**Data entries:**

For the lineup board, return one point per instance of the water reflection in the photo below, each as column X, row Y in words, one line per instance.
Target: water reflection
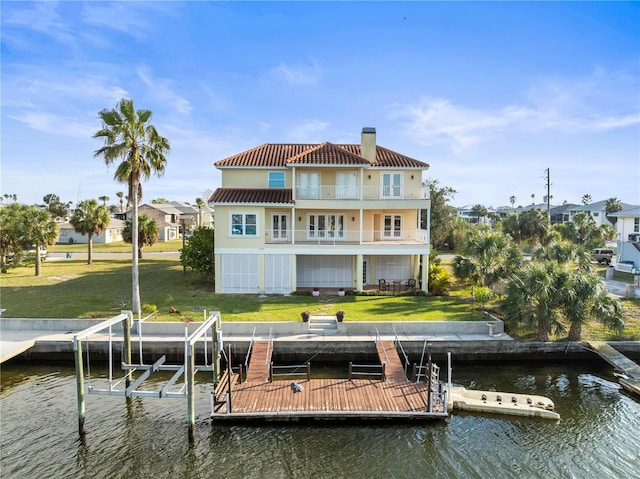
column 145, row 437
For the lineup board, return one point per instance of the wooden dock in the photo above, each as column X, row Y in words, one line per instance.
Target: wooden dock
column 389, row 357
column 258, row 370
column 630, row 370
column 393, row 398
column 330, row 399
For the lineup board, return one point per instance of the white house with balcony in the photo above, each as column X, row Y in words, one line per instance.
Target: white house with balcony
column 292, row 216
column 628, row 236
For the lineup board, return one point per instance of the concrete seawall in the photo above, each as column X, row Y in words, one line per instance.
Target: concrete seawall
column 51, row 339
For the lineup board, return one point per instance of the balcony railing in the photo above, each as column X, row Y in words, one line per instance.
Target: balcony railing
column 330, row 237
column 333, row 192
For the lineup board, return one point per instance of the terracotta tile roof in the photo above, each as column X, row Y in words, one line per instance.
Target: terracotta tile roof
column 327, row 154
column 281, row 155
column 252, row 195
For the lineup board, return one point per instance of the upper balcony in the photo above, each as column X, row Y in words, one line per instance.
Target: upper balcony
column 346, row 237
column 336, row 192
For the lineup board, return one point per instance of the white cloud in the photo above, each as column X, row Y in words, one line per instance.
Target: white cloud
column 596, row 104
column 298, row 75
column 42, row 17
column 308, row 131
column 55, row 124
column 162, row 90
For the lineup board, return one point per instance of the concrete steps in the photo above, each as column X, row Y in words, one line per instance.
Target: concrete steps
column 323, row 324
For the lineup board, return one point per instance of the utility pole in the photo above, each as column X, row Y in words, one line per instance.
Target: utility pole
column 548, row 194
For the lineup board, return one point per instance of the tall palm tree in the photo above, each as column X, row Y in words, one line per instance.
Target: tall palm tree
column 90, row 219
column 200, row 203
column 488, row 257
column 39, row 229
column 130, row 138
column 147, row 233
column 479, row 211
column 612, row 205
column 120, row 196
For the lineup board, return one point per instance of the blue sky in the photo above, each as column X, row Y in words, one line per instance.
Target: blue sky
column 490, row 94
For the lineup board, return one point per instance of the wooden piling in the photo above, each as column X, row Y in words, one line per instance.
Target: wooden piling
column 77, row 352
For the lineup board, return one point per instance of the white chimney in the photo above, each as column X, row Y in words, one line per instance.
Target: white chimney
column 368, row 144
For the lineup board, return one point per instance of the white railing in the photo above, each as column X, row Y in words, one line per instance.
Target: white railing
column 333, row 192
column 327, row 237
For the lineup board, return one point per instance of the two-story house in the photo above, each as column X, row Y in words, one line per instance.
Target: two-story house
column 296, row 216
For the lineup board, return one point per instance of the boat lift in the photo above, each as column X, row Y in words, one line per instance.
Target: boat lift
column 188, row 368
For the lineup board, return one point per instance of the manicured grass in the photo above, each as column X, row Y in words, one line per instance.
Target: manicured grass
column 117, row 247
column 73, row 289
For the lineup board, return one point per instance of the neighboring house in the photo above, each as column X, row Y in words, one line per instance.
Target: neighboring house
column 466, row 213
column 201, row 216
column 628, row 236
column 168, row 218
column 67, row 235
column 596, row 210
column 292, row 216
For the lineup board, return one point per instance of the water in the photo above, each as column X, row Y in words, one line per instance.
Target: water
column 598, row 436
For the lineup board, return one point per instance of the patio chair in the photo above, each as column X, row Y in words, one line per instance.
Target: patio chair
column 411, row 285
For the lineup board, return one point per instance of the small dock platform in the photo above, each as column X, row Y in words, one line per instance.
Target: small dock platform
column 629, row 369
column 258, row 370
column 330, row 399
column 388, row 355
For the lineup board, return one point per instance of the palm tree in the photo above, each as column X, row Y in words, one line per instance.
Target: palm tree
column 39, row 229
column 90, row 219
column 129, row 137
column 479, row 211
column 147, row 233
column 559, row 283
column 488, row 257
column 200, row 203
column 120, row 196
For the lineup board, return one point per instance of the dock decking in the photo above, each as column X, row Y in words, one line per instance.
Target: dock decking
column 631, row 370
column 389, row 357
column 393, row 398
column 330, row 399
column 258, row 370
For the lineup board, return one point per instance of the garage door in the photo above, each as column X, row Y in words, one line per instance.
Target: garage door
column 277, row 273
column 239, row 273
column 324, row 271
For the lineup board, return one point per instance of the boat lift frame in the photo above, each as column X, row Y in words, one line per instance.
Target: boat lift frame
column 188, row 368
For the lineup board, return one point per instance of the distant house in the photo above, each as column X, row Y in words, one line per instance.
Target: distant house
column 67, row 235
column 201, row 216
column 168, row 218
column 628, row 236
column 596, row 210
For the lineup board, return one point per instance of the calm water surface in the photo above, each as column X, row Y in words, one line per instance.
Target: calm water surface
column 598, row 436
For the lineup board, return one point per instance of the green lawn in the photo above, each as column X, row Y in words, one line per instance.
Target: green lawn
column 117, row 247
column 72, row 289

**Short exercise:** Copy every entry above word for word, leaving out the pictures.

**Final result:**
For the lineup board, return one point per instance of the water reflection in the photo below, each as column X, row Y in words, one line per instance.
Target: water reflection
column 145, row 437
For the lineup board, return one point per instance of the wooden dock in the photo above, each as column X, row Y in words, one line per instance.
Target: wooden dock
column 389, row 357
column 258, row 370
column 630, row 370
column 393, row 398
column 330, row 399
For the lineup board, return one point per instance of the white house with balcony in the photo above, each as column X, row Y in words, one line per instance.
Target: white house with balcony
column 292, row 216
column 628, row 236
For the lineup board, return one point per instance of the concrete seawall in the photo above, each as column X, row Y in words, one line per instance.
Target: concrete seawall
column 51, row 339
For the lineup board, return one point per instance of the balcony railing in the photo above, each as column X, row Y in words, one line per instance.
Target: balcony railing
column 330, row 237
column 333, row 192
For the lineup board, return one point per instance of the terracotta tile roof in the photo above, each as column X, row Y in words, one line per instance.
Target: terracotta tile roof
column 327, row 154
column 281, row 155
column 252, row 195
For the lineup board, return one point per instance of the upper balcony in the photo above, each as column X, row Y in words, one line per instance.
Target: upper balcony
column 346, row 237
column 336, row 192
For the lineup board, return one point per instance of the white cloud in the photo above, each as column X, row Y in words, one line per instance.
Target: white cloud
column 596, row 104
column 298, row 75
column 42, row 17
column 308, row 131
column 55, row 124
column 162, row 90
For the lineup board, return one point per instance of the concrete steps in the photo above, each as column X, row Y in words, one line per instance.
Target: concrete steps
column 323, row 324
For the lineup board, return one point per instance of the utility pole in the photo above, each as column X, row Y in words, one line per instance.
Target: utility pole
column 548, row 194
For the lineup board, return one point per instance of the tall palm tree in the photo above, each as column X, row Y in words, one line per instance.
Target: tall palm tree
column 90, row 219
column 200, row 203
column 488, row 257
column 39, row 229
column 130, row 138
column 147, row 233
column 479, row 211
column 612, row 205
column 120, row 196
For the lineup board, return one point per instance of the blue sky in the photo above, each as column X, row Y in words, one line per instance.
Target: blue sky
column 490, row 94
For the lineup board, return one point per instance of the wooden piling in the photo above, each as column X, row Y in words, one line per instance.
Target: wooden piling
column 77, row 352
For the lineup board, return one point per instance of the white chimney in the photo above, each as column X, row Y in words, one line per instance.
Target: white chimney
column 368, row 144
For the lineup board, return one point per instance of the white railing in the photo above, each as column X, row Y in words, one line per instance.
Target: white railing
column 333, row 192
column 327, row 237
For the lineup board, return one point per instance of the two-story house in the photo above, each as column X, row Y in words, one line per instance.
Target: two-story house
column 296, row 216
For the lineup board, return one point per instance of the boat lift in the photo above, each as column X, row Y in words, one line per instance.
Target: boat lift
column 188, row 368
For the lineup board, return one point per instance of the manicured grass in the photo above, each as column X, row Y in words, one line per instance.
Target: manicured grass
column 117, row 247
column 73, row 289
For the lineup board, return one point per instance of the neighboring house in the photo above, each as column X, row Y in words, one line per instance.
Target: neighboring house
column 466, row 213
column 201, row 216
column 628, row 236
column 168, row 218
column 67, row 235
column 596, row 210
column 292, row 216
For the lineup board, return one point per instance of the water in the photo above, each as column X, row Y in words, one line per instance.
Target: water
column 598, row 436
For the lineup board, return one point per instance of the patio chair in the photo above, each as column X, row Y in words, one line per instance.
Target: patio chair
column 411, row 285
For the lineup board, return one point per instance of the small dock platform in the photo above, each as column X, row Y in words, one line per instance.
Target: small dock platform
column 629, row 369
column 258, row 370
column 330, row 399
column 388, row 355
For the lineup board, return one point per instance of the palm tree in the photo above, each as column X, row Y in words, one line per instance.
Target: palm tree
column 39, row 229
column 90, row 219
column 129, row 137
column 479, row 211
column 147, row 233
column 559, row 283
column 488, row 257
column 200, row 203
column 120, row 196
For the lineup board, return one point per instance of the dock decking in the photo above, each as column X, row Y in words, one line per instance.
Target: dock decking
column 631, row 370
column 389, row 357
column 393, row 398
column 330, row 399
column 258, row 370
For the lineup board, return one point per instance of the garage door in the photo above, each as column X, row Y in words, one line per instance.
Target: garage door
column 277, row 273
column 239, row 273
column 324, row 271
For the lineup board, return one point per instance of the boat lift frame in the photo above, each as column X, row Y in words, one line per instance.
Target: boat lift frame
column 188, row 368
For the lineup board, return one point per instance of the distant house in the photo above, each as column X, row Y in words, one line per instance.
Target: distant house
column 67, row 235
column 201, row 216
column 168, row 218
column 628, row 236
column 596, row 210
For the lineup board, return one point per instance of the calm water surface in the photo above, each as column X, row Y in words, one line per instance.
Target: calm water surface
column 598, row 436
For the lineup board, return one point per instance of the green lawn in the photo above, each as column X, row Y in words, one line per instance.
Target: green lawn
column 117, row 247
column 72, row 289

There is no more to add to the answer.